**WORK REQUEST**
Return each record word for word, keeping none of its pictures.

**MATERIAL TO PROCESS**
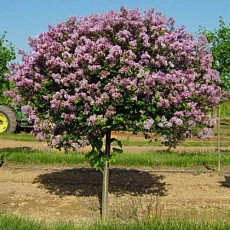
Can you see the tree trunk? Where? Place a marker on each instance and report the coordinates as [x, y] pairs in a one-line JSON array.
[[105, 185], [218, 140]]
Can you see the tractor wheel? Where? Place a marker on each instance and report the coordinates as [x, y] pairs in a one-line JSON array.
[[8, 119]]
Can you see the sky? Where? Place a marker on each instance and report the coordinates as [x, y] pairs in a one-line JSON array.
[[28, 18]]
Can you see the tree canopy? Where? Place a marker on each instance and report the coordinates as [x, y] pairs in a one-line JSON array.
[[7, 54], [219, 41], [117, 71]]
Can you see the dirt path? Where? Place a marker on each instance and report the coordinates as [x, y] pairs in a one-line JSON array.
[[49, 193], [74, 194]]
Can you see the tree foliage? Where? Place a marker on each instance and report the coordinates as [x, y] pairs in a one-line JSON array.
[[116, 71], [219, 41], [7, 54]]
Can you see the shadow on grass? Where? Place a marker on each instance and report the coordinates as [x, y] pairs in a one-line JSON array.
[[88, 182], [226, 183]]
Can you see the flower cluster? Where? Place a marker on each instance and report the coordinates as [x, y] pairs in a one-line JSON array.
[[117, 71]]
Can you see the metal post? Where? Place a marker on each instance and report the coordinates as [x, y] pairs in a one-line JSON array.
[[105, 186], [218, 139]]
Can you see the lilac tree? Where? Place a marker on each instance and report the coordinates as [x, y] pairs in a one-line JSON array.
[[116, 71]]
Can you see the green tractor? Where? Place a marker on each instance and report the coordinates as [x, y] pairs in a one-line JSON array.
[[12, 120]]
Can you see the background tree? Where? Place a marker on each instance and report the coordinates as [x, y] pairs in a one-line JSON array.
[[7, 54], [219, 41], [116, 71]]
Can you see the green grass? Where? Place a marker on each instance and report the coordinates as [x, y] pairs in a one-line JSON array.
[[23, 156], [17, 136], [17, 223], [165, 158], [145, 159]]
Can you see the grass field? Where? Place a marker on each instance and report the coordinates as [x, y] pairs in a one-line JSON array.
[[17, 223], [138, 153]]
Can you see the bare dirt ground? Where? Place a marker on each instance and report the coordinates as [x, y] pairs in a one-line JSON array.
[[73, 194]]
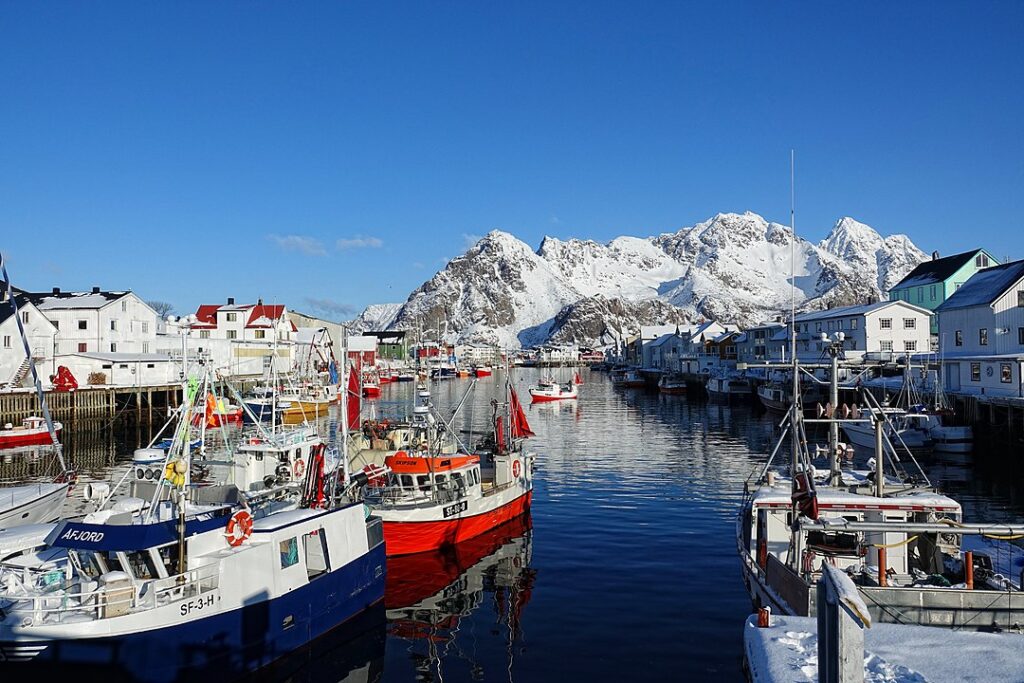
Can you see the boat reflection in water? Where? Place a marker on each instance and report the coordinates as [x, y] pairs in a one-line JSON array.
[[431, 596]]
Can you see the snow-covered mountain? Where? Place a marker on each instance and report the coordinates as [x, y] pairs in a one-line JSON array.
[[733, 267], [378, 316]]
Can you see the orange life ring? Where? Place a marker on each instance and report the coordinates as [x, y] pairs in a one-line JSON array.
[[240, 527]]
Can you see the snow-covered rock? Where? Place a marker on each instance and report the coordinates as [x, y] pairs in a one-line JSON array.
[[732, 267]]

**EXPECTED OUTPUT**
Can you see the tree trunk? Where? Place a marker on each instance and report the coordinates as [x, y] pairs in a one-line JSON array.
[[105, 185], [218, 140]]
Can you see the tractor wheel? Where? Place a marker on each instance and report the coordinates as [x, y] pairs in a one-line JSON array.
[[8, 119]]
Can you see the sky? Where? Place a marker on each instance and report the coordinates as [x, y] pairs in a one-line JSON array.
[[28, 18]]
Can you see the tree canopy? Where? Place a marker on each instance and report the coordinates as [x, y] pairs in a one-line JSON array.
[[7, 54], [219, 41], [117, 71]]
Can you see the dirt path? Where? Place a marker on each instance and report the coordinates as [x, y] pairs in a one-line JSON array.
[[49, 193], [74, 194]]
Can you see the tree foliage? Where? Place a marker on each instance and report the coordinates as [x, y] pairs in a one-line JSON array.
[[116, 71], [219, 41], [7, 54]]
Can you see the shadow on grass? Where? Place a marker on each instance and report the coordinates as [x, y] pairs in a one-line JSON array.
[[88, 182], [226, 183]]
Can you see the flower cluster? Where? Place a marker on each instance and report the coordinates as [x, y] pairs in a one-line JSON array.
[[117, 71]]
Can you see the metal post? Where? Place a marker on each instance and report the coordinates as [x, y] pairs in a one-line JSON array.
[[105, 186], [218, 139]]
Can you see the lilac tree? Where? Place a marker on each instance and report the coordinates as [x, y] pairs in a one-line JSON array.
[[116, 71]]
Can you see the green tractor? Where? Place a marker on each instance and report the coordinates as [x, y] pairs in a one-line JSON array.
[[12, 120]]
Can you see the background tree? Where? Place a marker on each instance and report the coordinates as [x, y] pairs in a one-line JSON array.
[[7, 54], [219, 41], [116, 71]]
Can you see the green grass? Where? Place a marker on each instance and report the coordinates as [x, y] pairs in a one-line JSON array.
[[23, 156], [17, 136], [17, 223], [165, 158], [145, 159]]
Can you see the grass field? Where? Place a marker on each instance and report the coordinates as [x, y] pairs in a one-line JSON array.
[[17, 223], [138, 153]]
Can you see the bare dirt ground? Where? Place a marker on each instance and report the coordinates as [x, y] pairs in a one-line JSON array.
[[73, 194]]
Can you see the boat reflection in water? Where? Place a marker on each instance and report the coordinates as [x, y] pairs in a one-line JSON array.
[[431, 596]]
Can you see the snow-covered mountain? Where? Place a marker on each instance and report the coordinates as [x, y] pairs in a one-line JSON array.
[[733, 267], [378, 316]]
Can you see the orange life ring? Where? Place a marker on each instance and report the coordinates as [x, y] pairs in a one-line JSON array.
[[240, 527]]
Can you see the snow-covered rock? Where? Place a marker on each instance and report the coordinates as [x, y] pairs in a one-line JSON array.
[[732, 267]]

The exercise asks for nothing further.